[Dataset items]
####
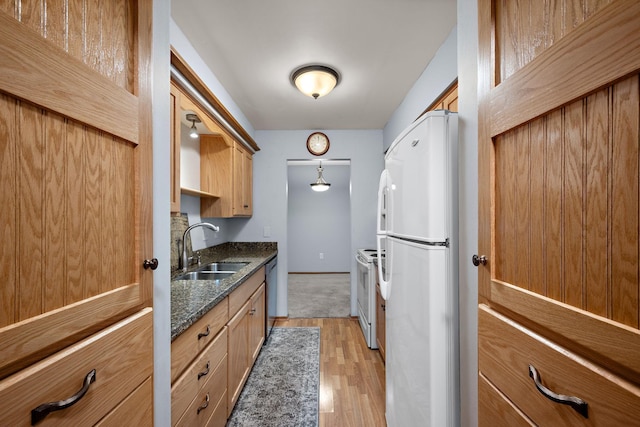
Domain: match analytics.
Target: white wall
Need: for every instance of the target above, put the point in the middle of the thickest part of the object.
(161, 223)
(441, 71)
(182, 45)
(362, 147)
(468, 196)
(319, 223)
####
YOUR INSTRUCTIONS
Your job is to repeat the data exactly, leaving each picture out.

RESPONSE TO THIS TASK
Domain: match analytics.
Target: white wall
Need: for every instance of the target above, put the point in the middle of the thickest part of the object.
(161, 223)
(441, 71)
(182, 45)
(362, 147)
(468, 196)
(319, 223)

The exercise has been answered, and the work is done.